→ **Testo fornito**:

Case popolari, popo, il quartiere, il blocco, le banlieues, e tanti altri sono i modi, nel mondo, di definirle.
Quando si parla di Hip Hop vengono nominati abitualmente i rapper, le crew, i producer, i dj, la musica stessa, e tutto ciò che riguarda la sfera artistica della disciplina musicale di questa cultura. Troppo spesso ci dimentichiamo che, oltre all’immagine che viene offerta al pubblico, esiste un nucleo dove tutto nasce; l’ecosistema da cui la scintilla dell’arte prende vita. Il contesto sociale padre e co-protagonista della musica rap.
È in questi luoghi che tutto ebbe origine.

→ **Compiti assegnati**:
- a) Secondo il testo sull'Hip Hop, chi viene nominato abitualmente quando si parla di questa cultura?
- b) Riporta fedelmente il passo del testo sull'Hip Hop che comincia con "Quando si parla" e prosegue fino a "della musica rap.".
Il materiale riportato di seguito è distinto dal testo.

→ **Informazioni fornite**:
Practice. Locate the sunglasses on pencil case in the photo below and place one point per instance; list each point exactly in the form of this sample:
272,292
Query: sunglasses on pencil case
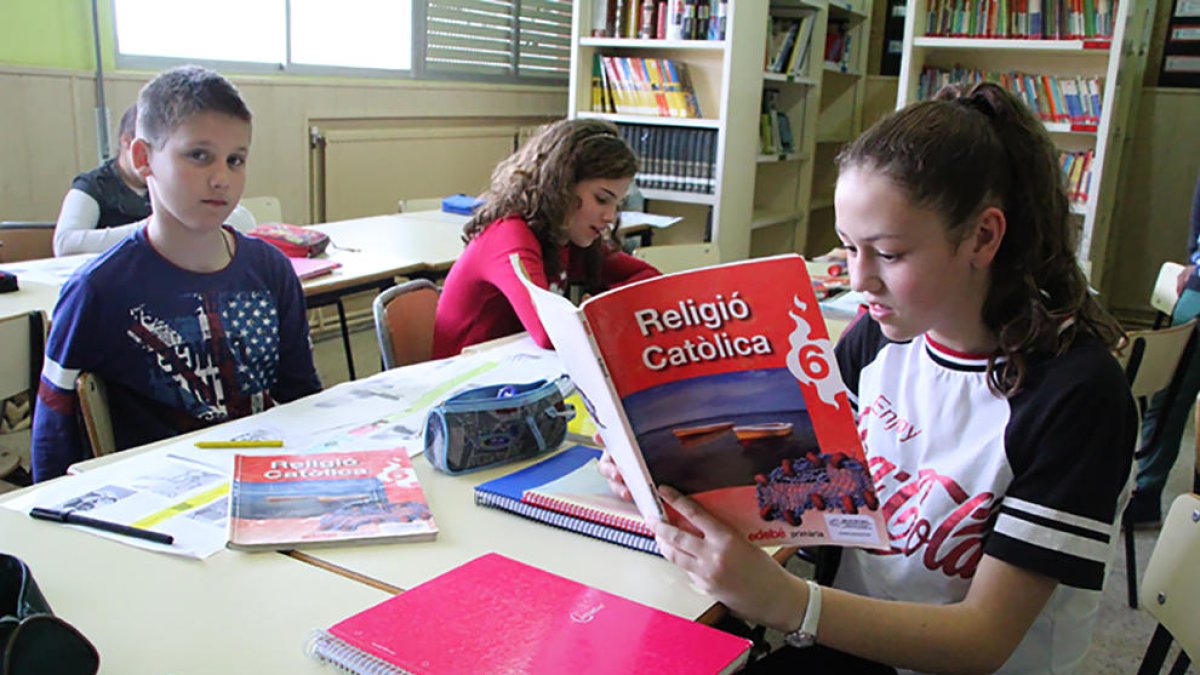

→ **Soluzioni per compito**:
- a) Vengono nominati i rapper, le crew, i producer e i dj, oltre alla musica stessa.

- b)
Quando si parla di Hip Hop vengono nominati abitualmente i rapper, le crew, i producer, i dj, la musica stessa, e tutto ciò che riguarda la sfera artistica della disciplina musicale di questa cultura. Troppo spesso ci dimentichiamo che, oltre all’immagine che viene offerta al pubblico, esiste un nucleo dove tutto nasce; l’ecosistema da cui la scintilla dell’arte prende vita. Il contesto sociale padre e co-protagonista della musica rap.